→ TASK REQUIREMENTS:
Only those lines in the data below from the line containing "Target: white fence panel" through the line containing "Could you point out the rear passenger", both included, should be restated word for word.

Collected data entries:
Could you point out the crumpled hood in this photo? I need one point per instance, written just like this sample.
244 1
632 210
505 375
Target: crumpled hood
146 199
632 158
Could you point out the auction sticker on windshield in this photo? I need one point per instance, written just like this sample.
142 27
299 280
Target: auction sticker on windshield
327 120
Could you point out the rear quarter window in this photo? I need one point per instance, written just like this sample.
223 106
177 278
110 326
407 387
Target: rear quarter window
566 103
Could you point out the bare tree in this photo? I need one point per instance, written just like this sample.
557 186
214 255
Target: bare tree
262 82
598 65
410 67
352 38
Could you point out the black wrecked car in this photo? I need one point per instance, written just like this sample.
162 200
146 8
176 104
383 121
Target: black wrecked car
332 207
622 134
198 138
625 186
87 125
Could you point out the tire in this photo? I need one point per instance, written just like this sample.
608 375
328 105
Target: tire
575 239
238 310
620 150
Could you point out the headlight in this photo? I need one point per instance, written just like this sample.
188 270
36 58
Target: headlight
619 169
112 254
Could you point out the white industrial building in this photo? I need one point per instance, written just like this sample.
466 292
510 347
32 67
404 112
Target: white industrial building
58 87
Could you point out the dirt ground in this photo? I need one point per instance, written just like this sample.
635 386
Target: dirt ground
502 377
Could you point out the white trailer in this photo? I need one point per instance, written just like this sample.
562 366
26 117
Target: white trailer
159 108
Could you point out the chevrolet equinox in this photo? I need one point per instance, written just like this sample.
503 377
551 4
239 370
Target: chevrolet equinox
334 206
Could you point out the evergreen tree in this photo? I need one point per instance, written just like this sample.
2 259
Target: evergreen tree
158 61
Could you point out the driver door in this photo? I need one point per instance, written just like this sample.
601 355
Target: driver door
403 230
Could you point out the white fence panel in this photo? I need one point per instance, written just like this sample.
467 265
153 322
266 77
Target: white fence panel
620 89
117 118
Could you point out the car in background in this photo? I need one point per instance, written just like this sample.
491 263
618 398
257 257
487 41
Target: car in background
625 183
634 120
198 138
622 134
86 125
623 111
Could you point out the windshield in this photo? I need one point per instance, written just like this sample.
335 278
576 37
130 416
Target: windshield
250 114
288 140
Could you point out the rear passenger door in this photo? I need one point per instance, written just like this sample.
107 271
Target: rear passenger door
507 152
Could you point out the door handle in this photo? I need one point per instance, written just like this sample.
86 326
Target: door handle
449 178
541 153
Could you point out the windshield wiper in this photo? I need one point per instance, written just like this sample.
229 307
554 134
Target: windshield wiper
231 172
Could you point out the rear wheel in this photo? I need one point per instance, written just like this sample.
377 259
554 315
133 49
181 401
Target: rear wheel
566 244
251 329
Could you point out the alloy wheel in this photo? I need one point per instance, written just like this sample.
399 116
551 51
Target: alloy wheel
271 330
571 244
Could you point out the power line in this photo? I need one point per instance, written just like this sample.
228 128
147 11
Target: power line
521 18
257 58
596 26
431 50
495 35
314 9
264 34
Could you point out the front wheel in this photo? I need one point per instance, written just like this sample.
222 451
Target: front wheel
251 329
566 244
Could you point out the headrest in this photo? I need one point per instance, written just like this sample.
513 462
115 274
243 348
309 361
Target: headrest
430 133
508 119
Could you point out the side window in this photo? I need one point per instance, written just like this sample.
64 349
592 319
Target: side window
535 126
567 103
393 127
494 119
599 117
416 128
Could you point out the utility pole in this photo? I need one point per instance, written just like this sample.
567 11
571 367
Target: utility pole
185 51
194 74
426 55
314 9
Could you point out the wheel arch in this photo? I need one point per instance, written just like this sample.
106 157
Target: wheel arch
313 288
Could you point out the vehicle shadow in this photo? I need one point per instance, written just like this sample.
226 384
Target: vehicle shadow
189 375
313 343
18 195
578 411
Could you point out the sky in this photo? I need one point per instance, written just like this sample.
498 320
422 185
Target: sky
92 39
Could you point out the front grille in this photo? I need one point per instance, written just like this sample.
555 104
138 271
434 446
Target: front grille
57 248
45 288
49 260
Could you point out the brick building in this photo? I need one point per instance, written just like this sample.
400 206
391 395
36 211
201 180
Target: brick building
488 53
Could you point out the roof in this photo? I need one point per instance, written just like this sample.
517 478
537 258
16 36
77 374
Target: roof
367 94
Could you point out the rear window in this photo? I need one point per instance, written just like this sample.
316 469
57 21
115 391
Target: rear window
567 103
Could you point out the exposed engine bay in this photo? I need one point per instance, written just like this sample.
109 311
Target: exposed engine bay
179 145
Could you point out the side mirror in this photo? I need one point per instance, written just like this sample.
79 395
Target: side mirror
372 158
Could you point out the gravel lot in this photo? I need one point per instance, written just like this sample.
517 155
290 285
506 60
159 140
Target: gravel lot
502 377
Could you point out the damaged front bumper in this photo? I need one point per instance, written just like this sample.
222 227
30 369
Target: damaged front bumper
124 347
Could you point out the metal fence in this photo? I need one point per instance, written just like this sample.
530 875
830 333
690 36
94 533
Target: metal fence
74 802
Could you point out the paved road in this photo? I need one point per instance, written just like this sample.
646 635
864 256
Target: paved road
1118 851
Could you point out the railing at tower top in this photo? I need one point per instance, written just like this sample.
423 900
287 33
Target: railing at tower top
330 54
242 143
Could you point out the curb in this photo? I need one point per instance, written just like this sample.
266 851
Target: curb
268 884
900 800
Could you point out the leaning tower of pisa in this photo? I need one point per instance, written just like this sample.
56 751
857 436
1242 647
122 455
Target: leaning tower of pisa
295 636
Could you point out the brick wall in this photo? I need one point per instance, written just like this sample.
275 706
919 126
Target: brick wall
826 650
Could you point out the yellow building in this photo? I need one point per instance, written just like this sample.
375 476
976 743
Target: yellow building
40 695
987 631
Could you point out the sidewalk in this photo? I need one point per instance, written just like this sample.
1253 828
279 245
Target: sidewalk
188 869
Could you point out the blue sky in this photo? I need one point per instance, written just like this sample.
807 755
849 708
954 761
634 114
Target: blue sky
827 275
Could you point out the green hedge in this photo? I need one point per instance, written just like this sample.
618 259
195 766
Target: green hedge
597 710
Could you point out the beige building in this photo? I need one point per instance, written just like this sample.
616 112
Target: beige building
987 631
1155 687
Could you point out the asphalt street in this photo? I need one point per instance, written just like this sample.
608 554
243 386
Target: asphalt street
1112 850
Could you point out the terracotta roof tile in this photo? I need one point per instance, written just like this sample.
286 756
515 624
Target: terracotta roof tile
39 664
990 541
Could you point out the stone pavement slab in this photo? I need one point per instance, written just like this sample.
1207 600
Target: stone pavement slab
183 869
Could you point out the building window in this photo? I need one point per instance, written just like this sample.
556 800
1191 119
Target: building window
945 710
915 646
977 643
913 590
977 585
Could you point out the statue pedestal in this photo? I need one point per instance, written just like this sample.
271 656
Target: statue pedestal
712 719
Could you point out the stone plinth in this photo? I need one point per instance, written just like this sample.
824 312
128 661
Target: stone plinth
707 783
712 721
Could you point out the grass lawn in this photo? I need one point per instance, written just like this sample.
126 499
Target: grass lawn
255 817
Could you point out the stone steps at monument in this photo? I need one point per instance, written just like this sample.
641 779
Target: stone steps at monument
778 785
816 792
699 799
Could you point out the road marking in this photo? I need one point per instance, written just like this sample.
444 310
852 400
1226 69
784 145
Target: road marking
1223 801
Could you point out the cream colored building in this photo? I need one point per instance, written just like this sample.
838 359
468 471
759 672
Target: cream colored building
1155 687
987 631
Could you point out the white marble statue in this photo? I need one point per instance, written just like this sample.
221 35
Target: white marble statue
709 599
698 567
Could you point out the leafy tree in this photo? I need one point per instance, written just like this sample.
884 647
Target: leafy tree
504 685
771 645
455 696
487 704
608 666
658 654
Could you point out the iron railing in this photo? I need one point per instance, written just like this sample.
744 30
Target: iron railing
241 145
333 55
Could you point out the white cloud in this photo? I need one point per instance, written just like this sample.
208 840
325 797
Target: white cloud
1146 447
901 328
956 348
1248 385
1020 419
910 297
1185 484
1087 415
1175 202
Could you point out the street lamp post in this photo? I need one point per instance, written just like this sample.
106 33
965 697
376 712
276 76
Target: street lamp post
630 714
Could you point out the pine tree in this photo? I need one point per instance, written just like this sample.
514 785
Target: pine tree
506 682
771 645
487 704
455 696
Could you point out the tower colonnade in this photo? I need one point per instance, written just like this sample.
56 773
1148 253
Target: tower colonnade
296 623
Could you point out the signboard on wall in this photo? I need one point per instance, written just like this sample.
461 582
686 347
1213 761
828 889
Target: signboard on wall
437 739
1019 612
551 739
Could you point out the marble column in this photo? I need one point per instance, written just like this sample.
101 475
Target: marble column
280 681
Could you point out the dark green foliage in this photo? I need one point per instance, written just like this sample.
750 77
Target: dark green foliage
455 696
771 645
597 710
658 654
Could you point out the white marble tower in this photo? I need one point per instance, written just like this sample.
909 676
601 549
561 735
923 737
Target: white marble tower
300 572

→ EXERCISE RESULT:
Target: white fence panel
620 89
117 118
Could you point out the car in background in this photo? I need one point per instance, written just like this sample.
491 263
618 398
257 257
487 41
Target: car in background
625 183
634 120
198 138
622 134
86 125
623 111
Could you point out the windshield in this photo? I need one point per instance, written just like this sample.
335 278
576 37
130 416
Target: windshield
250 114
288 140
Could you point out the rear passenger door in this photo? I need one point per instance, written just like this sample.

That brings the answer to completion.